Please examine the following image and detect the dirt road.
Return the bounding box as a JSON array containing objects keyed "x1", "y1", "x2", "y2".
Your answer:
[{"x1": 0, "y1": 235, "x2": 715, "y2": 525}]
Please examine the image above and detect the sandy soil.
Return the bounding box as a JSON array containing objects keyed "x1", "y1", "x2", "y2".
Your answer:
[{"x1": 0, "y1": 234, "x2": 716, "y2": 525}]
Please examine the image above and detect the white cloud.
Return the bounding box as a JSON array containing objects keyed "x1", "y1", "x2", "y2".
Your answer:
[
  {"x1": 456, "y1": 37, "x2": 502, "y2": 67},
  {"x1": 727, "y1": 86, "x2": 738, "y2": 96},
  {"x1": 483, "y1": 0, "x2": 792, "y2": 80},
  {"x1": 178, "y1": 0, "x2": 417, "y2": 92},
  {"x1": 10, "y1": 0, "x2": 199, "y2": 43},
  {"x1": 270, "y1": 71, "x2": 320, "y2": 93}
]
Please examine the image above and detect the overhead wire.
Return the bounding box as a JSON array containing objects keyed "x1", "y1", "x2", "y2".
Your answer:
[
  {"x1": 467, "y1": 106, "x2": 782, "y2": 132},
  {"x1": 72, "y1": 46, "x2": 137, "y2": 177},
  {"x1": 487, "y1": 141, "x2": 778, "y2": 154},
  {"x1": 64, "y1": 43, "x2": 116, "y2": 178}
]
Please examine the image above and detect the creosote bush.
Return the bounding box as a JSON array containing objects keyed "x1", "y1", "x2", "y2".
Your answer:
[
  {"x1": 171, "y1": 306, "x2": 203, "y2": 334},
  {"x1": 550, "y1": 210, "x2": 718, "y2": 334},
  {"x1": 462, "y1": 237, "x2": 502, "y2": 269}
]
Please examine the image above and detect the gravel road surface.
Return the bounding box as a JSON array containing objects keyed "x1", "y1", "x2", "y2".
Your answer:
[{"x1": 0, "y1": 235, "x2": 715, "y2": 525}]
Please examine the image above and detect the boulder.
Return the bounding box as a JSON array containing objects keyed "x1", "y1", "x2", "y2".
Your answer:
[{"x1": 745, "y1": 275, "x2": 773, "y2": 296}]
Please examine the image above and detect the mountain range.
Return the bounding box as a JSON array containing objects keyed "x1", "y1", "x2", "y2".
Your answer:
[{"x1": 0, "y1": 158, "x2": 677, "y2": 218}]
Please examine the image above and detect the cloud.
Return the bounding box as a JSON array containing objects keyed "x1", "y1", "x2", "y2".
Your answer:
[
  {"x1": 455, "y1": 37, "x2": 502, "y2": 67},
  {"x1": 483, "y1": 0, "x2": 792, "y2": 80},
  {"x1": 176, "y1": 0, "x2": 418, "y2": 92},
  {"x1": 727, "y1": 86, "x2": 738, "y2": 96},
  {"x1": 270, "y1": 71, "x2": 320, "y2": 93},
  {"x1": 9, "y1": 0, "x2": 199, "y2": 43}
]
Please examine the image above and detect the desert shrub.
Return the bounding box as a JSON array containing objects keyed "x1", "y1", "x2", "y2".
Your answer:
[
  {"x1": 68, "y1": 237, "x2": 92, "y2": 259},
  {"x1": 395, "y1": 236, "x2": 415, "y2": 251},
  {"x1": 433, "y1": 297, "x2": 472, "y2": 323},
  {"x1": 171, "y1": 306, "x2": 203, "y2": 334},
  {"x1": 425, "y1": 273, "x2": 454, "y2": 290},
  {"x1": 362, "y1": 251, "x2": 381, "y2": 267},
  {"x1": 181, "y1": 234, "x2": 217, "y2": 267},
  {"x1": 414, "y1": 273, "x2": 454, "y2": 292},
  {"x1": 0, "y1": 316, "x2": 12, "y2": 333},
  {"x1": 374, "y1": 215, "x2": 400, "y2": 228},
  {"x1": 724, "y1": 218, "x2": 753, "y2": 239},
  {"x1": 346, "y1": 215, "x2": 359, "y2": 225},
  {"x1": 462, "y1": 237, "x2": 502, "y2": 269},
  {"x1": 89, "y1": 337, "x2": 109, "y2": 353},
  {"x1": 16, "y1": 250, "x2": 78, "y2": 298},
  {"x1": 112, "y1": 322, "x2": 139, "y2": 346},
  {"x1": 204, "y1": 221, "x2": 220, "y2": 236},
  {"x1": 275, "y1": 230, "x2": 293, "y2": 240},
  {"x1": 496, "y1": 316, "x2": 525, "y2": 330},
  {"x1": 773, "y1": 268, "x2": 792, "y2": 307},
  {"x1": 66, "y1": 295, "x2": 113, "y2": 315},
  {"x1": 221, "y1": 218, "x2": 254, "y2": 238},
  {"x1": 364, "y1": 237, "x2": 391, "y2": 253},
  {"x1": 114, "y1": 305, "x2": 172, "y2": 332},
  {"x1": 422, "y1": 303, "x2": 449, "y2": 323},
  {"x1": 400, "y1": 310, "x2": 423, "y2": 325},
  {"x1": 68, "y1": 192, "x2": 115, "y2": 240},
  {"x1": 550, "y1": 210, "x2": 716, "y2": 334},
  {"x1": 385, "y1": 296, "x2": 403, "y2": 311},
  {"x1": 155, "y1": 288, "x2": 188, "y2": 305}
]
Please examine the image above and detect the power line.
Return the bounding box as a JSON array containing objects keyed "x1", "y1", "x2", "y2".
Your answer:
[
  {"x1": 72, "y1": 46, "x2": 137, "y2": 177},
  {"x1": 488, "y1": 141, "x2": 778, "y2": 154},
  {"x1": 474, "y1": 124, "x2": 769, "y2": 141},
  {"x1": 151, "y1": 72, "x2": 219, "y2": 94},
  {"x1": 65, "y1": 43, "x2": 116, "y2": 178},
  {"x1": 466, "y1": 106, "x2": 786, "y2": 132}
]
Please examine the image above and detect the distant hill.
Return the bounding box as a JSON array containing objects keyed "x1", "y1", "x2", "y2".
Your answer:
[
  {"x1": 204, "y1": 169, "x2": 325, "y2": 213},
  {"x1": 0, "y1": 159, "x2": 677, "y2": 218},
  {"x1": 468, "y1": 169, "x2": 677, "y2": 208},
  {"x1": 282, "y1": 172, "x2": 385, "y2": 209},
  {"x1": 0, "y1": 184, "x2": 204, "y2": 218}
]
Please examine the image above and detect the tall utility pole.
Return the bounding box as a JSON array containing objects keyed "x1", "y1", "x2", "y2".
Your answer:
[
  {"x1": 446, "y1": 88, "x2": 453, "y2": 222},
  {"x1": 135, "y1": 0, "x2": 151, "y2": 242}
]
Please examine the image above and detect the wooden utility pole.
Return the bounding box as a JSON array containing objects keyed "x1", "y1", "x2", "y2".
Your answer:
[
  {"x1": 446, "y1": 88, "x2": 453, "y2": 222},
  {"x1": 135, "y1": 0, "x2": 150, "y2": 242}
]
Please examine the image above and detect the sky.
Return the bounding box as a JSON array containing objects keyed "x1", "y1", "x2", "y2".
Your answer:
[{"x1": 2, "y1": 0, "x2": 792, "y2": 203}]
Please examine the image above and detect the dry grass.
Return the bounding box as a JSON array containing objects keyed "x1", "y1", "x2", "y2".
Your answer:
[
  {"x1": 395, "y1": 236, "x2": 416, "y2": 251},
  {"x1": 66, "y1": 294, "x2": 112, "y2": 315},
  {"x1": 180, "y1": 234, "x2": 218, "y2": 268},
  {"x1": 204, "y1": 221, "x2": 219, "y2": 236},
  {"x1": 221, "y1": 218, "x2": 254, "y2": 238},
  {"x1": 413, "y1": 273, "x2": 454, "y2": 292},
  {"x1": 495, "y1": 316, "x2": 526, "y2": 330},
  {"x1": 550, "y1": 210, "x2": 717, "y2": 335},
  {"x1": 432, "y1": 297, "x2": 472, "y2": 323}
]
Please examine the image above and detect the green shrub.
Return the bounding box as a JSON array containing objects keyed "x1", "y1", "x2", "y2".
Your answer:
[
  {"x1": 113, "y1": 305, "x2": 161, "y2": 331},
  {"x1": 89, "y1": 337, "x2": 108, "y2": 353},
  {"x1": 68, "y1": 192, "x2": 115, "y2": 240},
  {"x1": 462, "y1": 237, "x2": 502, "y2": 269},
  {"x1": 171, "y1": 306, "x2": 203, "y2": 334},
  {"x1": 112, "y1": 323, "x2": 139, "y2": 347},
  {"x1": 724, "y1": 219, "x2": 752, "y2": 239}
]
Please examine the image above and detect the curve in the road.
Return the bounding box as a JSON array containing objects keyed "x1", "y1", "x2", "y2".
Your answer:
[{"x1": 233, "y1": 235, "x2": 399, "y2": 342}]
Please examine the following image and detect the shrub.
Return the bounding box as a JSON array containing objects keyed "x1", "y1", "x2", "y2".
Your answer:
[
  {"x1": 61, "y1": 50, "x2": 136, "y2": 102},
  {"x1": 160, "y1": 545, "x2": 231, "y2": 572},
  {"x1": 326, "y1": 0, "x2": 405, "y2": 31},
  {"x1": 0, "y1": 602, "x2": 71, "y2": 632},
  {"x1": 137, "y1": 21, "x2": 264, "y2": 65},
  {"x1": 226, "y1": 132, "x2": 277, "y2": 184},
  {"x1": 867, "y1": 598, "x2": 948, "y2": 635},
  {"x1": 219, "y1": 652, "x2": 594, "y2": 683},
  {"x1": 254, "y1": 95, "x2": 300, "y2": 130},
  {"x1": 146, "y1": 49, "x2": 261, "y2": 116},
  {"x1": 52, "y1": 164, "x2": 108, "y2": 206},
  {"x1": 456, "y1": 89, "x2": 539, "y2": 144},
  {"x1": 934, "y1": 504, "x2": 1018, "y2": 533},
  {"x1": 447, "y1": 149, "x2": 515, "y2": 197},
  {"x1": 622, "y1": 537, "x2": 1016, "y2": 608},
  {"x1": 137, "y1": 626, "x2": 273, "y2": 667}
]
####################
§ About this exercise: Take the lines above from the one containing "Please examine the image above and detect the curve" down to the one containing "Please examine the following image and detect the shrub.", and transcribe them exactly, both ends included.

§ Finished task:
Please examine the image above and detect the curve in the road.
Return the bounding box as a JSON array containing objects keyed "x1", "y1", "x2", "y2".
Your answer:
[{"x1": 233, "y1": 235, "x2": 399, "y2": 342}]
Please examine the following image and detect the shrub.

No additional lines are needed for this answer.